* _Work required_:
Return, exactly as written, the line containing "of the brass-framed" and every line after it to the end of the records below, with no pictures.

(Data for this exercise)

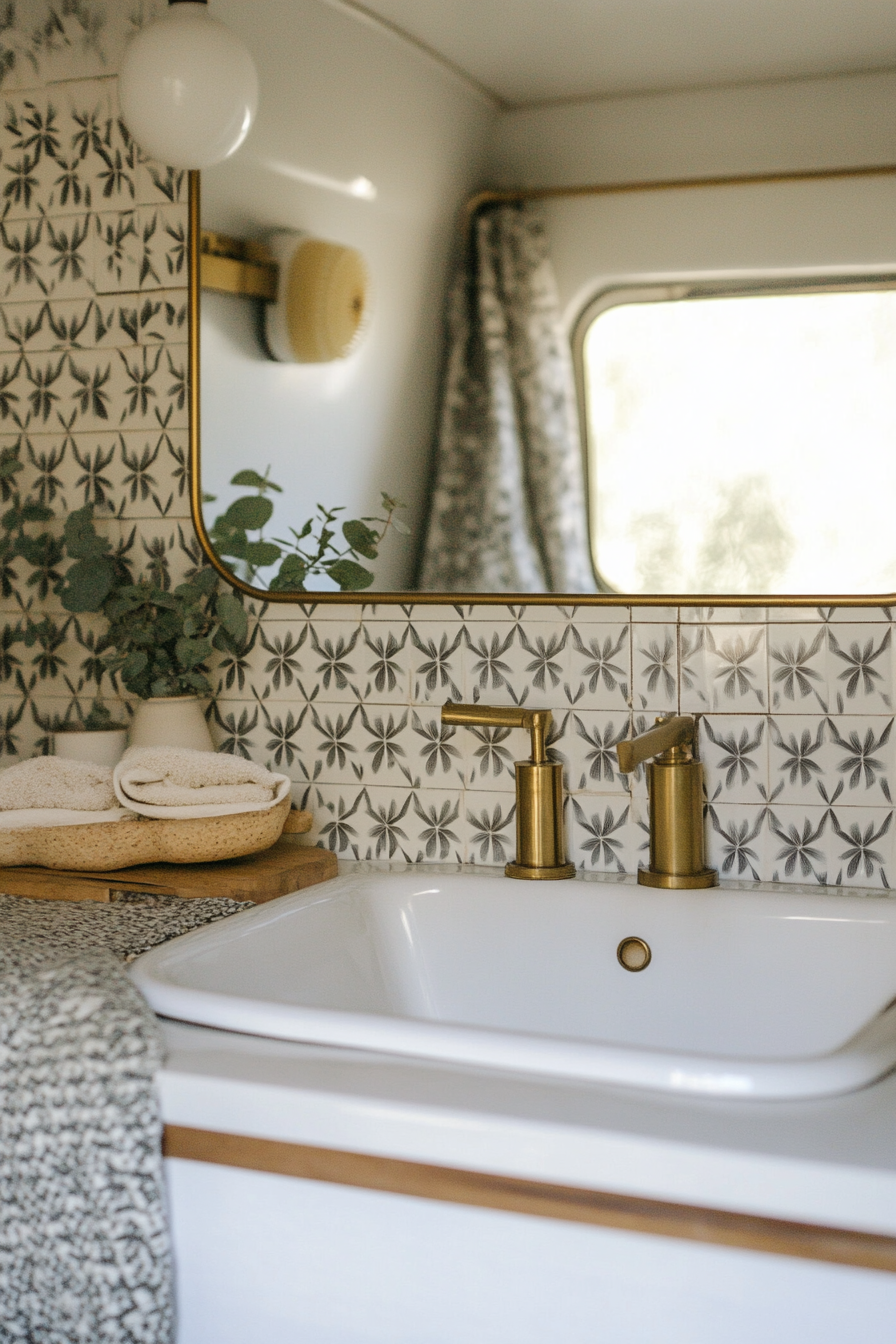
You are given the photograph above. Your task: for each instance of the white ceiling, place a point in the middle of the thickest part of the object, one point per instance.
(531, 51)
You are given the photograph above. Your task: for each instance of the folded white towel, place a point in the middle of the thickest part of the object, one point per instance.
(54, 782)
(179, 782)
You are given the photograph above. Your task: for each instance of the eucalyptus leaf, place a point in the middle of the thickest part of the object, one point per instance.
(261, 554)
(192, 652)
(250, 512)
(360, 538)
(87, 585)
(349, 575)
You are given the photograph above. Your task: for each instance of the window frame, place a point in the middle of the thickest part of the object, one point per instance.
(648, 290)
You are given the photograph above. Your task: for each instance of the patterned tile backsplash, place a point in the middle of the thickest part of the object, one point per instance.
(797, 706)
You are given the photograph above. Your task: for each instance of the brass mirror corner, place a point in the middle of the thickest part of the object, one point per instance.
(368, 597)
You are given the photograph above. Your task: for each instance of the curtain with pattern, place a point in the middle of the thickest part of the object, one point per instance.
(508, 510)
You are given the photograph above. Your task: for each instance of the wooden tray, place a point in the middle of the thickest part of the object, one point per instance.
(288, 866)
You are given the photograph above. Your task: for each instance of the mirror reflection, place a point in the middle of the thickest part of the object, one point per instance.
(388, 405)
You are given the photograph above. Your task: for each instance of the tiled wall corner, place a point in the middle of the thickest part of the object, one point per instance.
(795, 704)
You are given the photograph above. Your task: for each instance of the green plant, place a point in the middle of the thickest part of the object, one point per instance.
(157, 640)
(312, 551)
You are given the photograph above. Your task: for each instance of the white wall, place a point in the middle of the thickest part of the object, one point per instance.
(808, 124)
(340, 100)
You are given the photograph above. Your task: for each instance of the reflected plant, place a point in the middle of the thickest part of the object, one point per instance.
(317, 550)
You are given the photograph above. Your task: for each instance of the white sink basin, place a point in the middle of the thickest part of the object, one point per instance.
(747, 993)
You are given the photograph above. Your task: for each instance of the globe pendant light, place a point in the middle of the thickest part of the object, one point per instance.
(188, 89)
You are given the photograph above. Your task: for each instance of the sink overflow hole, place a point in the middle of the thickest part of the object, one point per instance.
(633, 954)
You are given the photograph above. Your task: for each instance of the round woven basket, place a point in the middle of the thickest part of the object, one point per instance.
(121, 844)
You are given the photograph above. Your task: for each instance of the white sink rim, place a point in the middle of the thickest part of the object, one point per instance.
(864, 1058)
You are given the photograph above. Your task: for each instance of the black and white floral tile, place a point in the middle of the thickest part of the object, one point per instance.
(795, 704)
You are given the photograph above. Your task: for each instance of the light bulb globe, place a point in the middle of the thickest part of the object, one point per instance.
(188, 89)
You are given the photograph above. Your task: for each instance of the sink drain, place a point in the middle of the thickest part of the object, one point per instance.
(633, 954)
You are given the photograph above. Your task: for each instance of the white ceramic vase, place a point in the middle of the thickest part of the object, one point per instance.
(171, 721)
(102, 747)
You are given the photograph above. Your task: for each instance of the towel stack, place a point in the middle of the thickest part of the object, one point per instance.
(53, 792)
(164, 782)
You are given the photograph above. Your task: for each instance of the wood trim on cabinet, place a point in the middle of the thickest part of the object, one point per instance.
(567, 1203)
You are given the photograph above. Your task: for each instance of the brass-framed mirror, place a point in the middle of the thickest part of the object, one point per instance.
(605, 598)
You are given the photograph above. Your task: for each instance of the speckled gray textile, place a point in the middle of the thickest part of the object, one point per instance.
(85, 1255)
(128, 926)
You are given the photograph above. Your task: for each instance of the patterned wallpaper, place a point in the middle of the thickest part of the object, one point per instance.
(797, 706)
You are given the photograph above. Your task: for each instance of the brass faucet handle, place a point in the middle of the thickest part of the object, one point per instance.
(503, 717)
(669, 731)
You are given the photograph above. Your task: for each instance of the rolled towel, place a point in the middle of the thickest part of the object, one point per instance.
(53, 782)
(51, 792)
(179, 782)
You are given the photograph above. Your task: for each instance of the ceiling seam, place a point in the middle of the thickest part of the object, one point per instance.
(360, 12)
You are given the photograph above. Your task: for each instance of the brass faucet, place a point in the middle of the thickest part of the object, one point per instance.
(675, 784)
(540, 850)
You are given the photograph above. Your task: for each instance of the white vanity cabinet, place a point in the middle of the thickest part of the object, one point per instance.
(273, 1258)
(284, 1258)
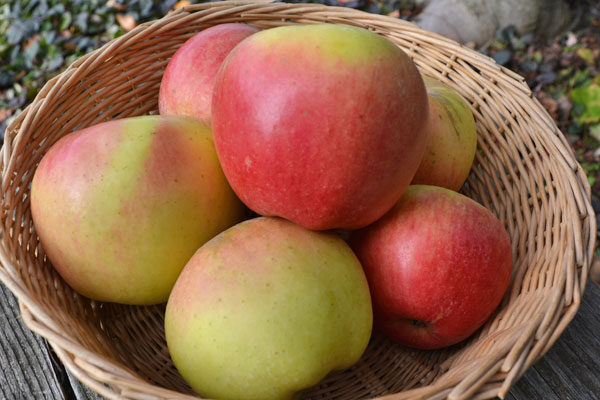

(End Data for this exercise)

* _Finished task_:
You are given the photograph above. Your task: for each instance of the brass-framed mirror, place a point in the middle of the thickest part of the object, one point per instance.
(605, 598)
You are given the photograph above. Your task: for each instance of the speckled gray textile, place a point in the middle of the thickest part of the object, one point per instance.
(85, 1255)
(128, 926)
You are given the photograph above. Your task: for each instance of the patterned wallpaper, place a point in the middle of the thickest part of the object, one point per instance.
(797, 706)
You are given the photograph above. Your task: for each instance of the brass faucet handle, place a point in the middle of the thickest part of the object, one point per instance.
(503, 717)
(669, 731)
You are given the photograph above. Your task: for each instance of the rolled towel, place a point in the middle of the thickest part of the object, one point per instance.
(53, 782)
(51, 792)
(179, 782)
You are given the photograph above. Your task: for each instance of the ceiling seam, place a point in the middle of the thickest part of the object, one point per instance.
(360, 12)
You are given the photograph above. Your task: for each instance of the brass faucet, place a point in the middle of the thickest part of the object, one point per instance.
(675, 784)
(540, 850)
You are given the photograph above. Your task: for each instance of the white vanity cabinet, place a point in the middle of the thickest part of the object, one point per instance.
(273, 1258)
(284, 1258)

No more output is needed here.